Problem description
Please copy every line from the records below that contains the string "feather".
━━━━━ Records provided ━━━━━
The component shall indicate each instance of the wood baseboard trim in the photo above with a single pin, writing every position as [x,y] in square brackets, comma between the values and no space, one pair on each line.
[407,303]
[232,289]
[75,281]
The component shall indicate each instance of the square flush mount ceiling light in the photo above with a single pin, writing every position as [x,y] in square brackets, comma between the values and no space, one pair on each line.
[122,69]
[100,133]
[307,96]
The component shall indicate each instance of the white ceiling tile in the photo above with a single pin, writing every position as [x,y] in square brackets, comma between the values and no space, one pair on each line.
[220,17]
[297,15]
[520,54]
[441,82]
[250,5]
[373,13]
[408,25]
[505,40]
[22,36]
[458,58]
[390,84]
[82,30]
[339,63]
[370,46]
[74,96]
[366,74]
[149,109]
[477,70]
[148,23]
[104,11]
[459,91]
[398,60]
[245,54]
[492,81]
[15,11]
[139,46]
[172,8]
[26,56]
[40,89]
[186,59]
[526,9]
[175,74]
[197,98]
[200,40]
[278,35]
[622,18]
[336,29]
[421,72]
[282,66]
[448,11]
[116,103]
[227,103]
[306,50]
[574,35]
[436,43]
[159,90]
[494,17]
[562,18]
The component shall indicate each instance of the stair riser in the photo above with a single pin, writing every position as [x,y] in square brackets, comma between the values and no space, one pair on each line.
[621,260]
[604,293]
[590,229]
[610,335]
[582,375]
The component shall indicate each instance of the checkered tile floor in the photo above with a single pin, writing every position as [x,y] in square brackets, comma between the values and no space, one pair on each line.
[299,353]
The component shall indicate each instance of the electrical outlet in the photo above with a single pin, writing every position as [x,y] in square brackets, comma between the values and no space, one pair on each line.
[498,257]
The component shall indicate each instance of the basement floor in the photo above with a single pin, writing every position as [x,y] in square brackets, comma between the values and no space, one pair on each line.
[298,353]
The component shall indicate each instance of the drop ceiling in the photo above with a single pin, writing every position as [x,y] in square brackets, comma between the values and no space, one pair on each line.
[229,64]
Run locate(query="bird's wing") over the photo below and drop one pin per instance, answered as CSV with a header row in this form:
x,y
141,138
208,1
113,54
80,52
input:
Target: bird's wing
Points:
━━━━━
━━━━━ Records provided ━━━━━
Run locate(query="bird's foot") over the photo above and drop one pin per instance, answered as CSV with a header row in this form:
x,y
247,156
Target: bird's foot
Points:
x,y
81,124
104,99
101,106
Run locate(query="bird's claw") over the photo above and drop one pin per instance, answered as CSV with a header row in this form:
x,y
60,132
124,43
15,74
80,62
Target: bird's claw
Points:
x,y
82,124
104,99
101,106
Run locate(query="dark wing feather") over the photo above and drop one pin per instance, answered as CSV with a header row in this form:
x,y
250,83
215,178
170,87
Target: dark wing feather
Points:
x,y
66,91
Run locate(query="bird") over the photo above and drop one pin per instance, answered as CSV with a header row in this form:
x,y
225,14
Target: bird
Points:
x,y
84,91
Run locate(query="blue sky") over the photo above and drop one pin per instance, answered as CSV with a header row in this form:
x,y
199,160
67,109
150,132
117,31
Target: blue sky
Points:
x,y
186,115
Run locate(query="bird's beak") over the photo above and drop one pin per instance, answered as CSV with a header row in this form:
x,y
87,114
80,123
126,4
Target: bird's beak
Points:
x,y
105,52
━━━━━
Problem solution
Run locate(query="dark wing feather") over the photo above and drop one pin per instance, answered as CSV with a header row in this form:
Target: dark wing feather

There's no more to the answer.